_Task objective:_ Would you copy only the lines below, from the one containing "Keypoint placement: for each instance of the long hair, put" through the very last one, leaving the pictures out?

(Image-grounded pointing data)
· · · ·

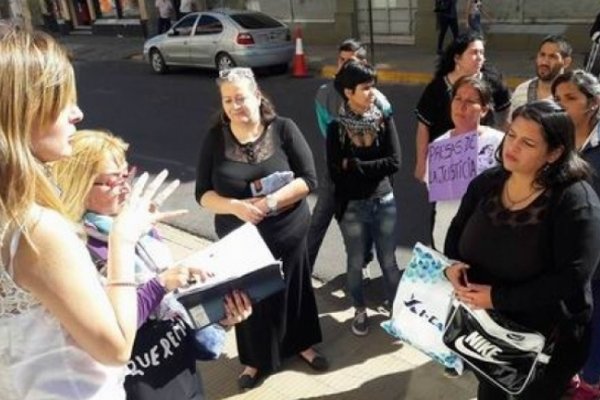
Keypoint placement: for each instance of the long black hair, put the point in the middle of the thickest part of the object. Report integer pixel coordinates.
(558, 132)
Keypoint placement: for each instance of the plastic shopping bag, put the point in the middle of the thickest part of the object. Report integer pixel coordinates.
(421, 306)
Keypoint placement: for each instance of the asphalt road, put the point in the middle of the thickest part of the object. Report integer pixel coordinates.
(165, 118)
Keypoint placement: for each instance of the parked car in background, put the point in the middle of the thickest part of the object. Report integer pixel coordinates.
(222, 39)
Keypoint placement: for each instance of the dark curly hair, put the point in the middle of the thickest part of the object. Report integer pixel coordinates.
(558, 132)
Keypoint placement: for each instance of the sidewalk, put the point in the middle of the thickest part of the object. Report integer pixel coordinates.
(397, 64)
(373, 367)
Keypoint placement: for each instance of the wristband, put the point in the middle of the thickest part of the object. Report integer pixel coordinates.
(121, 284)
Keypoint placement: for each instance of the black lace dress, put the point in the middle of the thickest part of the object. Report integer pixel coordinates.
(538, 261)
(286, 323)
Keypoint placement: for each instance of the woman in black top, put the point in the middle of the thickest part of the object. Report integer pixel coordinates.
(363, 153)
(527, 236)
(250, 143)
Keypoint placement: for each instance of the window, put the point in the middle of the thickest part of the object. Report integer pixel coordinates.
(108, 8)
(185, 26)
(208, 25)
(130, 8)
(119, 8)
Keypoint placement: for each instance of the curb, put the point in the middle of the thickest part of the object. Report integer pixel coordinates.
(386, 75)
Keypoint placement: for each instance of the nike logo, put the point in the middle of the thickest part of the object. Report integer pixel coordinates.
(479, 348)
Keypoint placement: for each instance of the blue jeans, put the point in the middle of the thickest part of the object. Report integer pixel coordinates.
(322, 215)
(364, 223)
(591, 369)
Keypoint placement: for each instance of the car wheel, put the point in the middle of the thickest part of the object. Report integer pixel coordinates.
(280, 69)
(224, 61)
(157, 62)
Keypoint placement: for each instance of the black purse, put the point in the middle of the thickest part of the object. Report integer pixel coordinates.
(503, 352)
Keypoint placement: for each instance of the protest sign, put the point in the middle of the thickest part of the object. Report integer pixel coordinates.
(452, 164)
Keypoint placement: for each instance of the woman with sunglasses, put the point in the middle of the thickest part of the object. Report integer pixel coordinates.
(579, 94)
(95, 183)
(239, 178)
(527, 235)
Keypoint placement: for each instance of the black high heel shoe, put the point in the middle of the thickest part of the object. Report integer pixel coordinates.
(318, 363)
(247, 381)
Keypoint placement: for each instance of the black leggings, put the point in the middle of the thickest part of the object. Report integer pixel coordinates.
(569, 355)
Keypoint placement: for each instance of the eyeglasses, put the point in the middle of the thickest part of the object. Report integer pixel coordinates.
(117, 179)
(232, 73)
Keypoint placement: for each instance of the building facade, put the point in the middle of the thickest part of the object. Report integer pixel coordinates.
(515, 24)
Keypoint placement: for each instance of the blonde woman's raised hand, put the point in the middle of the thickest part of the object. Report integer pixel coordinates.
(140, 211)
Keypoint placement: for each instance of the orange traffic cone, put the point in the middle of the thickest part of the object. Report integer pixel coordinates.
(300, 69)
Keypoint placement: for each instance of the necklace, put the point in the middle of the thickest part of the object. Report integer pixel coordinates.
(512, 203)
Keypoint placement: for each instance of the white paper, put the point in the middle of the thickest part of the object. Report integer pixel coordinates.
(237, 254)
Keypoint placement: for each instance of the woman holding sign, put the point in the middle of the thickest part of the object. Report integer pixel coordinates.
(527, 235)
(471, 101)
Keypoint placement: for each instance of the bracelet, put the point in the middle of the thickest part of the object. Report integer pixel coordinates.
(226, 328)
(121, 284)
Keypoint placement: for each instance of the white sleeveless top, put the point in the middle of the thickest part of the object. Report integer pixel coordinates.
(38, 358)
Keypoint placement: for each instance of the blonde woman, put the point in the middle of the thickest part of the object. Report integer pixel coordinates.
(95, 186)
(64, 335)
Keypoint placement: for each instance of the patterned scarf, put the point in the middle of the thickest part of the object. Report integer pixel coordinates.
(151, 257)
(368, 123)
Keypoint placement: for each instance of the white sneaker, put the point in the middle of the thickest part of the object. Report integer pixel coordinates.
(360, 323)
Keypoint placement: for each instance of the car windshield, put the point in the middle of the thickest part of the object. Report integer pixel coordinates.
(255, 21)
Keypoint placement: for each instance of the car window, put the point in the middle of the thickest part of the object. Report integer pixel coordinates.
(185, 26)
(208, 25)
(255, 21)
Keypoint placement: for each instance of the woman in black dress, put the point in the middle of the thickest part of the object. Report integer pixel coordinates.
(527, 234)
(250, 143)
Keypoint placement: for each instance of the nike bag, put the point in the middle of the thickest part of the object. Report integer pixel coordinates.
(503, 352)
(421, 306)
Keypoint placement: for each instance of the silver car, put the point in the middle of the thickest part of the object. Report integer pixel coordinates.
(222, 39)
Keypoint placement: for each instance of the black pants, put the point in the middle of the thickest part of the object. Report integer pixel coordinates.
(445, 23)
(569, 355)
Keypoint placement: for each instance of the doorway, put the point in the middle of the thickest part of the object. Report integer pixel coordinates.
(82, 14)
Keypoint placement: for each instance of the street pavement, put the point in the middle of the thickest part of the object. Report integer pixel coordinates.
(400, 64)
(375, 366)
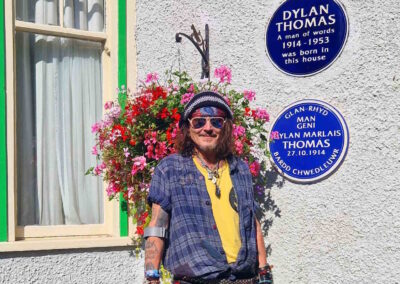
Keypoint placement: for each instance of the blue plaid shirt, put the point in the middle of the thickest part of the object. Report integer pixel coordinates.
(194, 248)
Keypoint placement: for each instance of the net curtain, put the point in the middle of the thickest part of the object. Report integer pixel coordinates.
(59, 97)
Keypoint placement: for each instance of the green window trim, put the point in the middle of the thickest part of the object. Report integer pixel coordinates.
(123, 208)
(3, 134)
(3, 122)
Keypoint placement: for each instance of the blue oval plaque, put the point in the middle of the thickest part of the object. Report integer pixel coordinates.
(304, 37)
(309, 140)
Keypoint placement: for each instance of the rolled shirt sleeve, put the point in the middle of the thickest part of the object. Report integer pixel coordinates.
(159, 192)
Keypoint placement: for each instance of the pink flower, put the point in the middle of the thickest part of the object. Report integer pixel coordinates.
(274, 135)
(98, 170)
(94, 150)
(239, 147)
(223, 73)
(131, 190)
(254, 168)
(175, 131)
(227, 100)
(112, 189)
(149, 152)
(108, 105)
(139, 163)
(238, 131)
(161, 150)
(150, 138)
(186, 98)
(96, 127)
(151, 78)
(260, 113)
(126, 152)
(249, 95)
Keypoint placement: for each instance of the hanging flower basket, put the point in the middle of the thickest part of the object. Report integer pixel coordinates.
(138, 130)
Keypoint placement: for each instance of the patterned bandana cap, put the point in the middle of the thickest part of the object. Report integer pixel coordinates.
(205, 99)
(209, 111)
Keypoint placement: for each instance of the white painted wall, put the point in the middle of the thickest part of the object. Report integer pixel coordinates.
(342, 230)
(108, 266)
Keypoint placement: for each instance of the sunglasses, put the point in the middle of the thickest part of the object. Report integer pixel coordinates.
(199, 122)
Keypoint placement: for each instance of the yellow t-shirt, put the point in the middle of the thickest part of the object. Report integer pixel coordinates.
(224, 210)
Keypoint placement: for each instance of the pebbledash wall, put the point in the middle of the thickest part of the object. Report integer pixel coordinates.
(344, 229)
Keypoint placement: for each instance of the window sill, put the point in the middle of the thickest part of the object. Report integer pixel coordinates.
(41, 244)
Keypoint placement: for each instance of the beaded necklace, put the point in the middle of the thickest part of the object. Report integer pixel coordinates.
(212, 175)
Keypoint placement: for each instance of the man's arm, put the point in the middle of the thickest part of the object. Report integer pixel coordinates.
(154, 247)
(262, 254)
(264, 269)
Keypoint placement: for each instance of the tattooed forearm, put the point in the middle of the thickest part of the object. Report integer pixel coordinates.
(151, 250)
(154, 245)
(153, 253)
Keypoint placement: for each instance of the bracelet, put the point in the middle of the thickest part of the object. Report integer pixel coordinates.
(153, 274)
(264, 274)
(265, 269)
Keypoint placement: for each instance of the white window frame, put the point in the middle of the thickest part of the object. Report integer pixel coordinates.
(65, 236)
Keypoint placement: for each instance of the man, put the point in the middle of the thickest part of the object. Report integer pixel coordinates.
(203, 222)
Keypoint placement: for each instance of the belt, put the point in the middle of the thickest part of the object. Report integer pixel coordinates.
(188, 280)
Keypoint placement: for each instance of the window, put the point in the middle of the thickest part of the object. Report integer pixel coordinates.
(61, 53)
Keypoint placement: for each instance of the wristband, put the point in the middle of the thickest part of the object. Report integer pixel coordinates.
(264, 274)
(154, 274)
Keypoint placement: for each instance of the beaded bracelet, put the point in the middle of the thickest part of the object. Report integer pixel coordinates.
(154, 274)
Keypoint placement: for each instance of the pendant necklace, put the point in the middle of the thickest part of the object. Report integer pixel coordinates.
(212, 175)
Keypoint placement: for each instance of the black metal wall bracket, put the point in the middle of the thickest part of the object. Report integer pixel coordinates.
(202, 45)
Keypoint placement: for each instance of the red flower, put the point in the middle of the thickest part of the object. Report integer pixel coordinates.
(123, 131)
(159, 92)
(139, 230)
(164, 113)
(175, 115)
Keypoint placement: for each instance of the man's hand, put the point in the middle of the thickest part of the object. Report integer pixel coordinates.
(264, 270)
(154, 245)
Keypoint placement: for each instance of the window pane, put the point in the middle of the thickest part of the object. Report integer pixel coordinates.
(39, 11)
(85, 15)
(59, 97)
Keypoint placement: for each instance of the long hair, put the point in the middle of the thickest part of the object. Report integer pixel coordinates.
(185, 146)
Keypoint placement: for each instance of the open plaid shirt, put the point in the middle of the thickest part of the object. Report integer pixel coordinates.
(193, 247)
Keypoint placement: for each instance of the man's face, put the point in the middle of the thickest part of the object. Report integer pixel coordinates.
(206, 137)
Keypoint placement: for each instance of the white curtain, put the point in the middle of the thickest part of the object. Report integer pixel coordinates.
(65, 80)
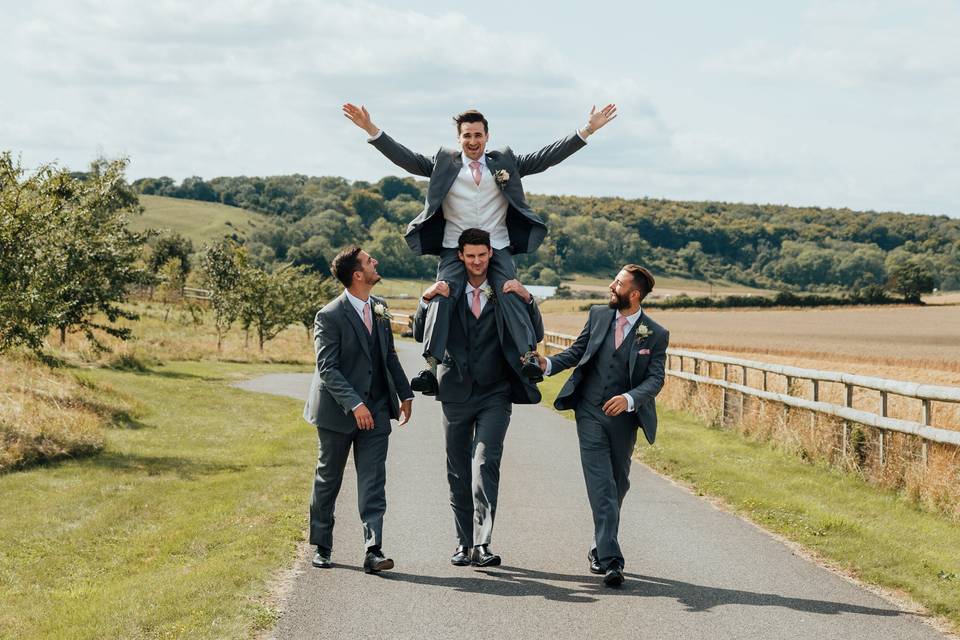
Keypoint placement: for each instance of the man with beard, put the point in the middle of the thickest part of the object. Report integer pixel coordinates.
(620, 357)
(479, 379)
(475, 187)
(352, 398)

· · · ·

_Task response:_
Keypoint placement: for each instance of the long hair, put the point in the middle of the thickest part of the object. Report integer pixel coordinates.
(185, 146)
Keypoint placement: for each instance of the open plaid shirt, put the point in the middle of the thickest part of the object. Report integer pixel coordinates.
(193, 247)
Keypoint placement: for each instance of the man's face, put the point in the middle of the thickest part of the object. Report integer pixel coordinates.
(206, 137)
Keypoint placement: for each instance of the white curtain, put the point in the middle of the thickest part of the object. Report integer pixel coordinates.
(65, 80)
Keypoint placement: for each instance of the man with beard, put the point in the middle of the thickest part of the object. Report integer pixel coordinates.
(620, 357)
(479, 379)
(475, 187)
(352, 398)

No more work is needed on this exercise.